What to do ->
Lines with the word "shirt" are the answer; copy each of them from the data below.

Region pointing data ->
-------
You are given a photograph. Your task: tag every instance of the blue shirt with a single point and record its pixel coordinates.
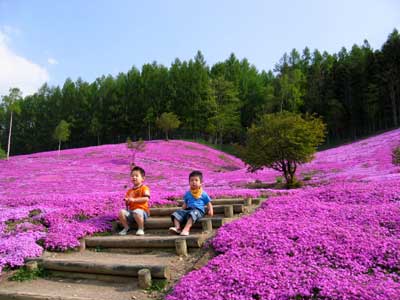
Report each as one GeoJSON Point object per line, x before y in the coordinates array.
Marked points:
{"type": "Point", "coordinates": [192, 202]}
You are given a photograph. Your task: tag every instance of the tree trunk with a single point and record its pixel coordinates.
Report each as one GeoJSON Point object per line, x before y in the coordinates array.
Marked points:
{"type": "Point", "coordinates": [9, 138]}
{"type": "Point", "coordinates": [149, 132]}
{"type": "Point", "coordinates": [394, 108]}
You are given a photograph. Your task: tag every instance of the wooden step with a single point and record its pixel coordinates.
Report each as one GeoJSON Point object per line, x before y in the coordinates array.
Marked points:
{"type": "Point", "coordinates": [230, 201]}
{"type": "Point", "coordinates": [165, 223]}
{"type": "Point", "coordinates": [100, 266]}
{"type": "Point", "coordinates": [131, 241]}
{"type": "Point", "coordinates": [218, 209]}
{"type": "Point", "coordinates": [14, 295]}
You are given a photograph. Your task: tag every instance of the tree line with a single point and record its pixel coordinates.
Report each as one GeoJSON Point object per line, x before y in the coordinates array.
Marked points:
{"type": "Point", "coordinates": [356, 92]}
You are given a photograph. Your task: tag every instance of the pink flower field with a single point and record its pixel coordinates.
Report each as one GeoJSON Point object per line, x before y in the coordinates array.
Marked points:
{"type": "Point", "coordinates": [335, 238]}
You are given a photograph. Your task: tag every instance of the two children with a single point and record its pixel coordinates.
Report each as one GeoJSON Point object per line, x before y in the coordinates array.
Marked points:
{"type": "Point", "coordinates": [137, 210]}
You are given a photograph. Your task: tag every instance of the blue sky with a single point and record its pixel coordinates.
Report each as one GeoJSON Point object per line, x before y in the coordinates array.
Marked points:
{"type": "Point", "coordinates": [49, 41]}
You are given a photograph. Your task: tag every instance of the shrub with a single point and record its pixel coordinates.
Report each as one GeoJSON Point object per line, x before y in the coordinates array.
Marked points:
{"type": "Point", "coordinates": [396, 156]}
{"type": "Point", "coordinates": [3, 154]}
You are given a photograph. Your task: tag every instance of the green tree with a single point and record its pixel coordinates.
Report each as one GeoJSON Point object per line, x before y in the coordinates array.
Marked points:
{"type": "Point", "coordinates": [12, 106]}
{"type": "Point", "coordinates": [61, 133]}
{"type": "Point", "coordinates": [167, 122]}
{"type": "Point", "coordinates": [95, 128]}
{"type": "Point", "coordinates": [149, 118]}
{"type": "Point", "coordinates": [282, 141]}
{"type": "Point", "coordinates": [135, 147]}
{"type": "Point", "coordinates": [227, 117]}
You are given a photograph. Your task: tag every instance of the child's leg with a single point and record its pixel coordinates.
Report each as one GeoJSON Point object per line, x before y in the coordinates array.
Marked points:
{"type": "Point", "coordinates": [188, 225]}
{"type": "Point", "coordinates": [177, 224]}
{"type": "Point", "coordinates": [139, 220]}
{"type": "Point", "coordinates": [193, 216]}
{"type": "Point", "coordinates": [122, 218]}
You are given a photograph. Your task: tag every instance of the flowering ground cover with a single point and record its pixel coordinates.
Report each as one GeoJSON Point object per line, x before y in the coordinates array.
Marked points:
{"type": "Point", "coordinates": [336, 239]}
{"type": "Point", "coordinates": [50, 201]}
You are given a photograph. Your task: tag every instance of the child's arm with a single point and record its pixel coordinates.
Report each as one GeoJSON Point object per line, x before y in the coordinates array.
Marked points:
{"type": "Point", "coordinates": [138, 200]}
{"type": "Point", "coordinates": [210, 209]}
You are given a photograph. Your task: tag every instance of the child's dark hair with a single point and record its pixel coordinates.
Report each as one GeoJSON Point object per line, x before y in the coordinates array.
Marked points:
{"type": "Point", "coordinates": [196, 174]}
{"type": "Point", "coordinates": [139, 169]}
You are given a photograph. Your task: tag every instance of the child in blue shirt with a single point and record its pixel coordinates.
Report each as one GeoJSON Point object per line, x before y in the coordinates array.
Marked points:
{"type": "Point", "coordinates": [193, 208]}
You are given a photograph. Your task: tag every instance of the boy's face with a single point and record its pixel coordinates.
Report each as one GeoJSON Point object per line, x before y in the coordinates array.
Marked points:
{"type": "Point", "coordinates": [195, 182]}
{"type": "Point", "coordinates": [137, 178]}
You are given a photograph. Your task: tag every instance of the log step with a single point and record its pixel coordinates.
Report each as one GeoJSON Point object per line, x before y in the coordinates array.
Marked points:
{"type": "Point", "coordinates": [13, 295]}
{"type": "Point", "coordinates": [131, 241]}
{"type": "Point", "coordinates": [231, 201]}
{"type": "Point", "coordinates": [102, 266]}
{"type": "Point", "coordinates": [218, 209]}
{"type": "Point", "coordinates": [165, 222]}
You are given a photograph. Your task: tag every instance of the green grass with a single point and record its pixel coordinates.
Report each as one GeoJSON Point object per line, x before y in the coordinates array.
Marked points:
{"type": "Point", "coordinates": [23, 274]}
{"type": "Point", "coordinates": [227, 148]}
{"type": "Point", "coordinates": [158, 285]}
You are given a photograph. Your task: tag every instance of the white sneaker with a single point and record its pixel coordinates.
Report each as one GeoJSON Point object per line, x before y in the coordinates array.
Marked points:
-------
Task solution ->
You are given a photograph. Your task: tag every instance of the blue shirt with a single point and record its pixel coordinates.
You are given a photograph. Your task: tag every instance of the child in blue shirt with a single point and record its pixel coordinates.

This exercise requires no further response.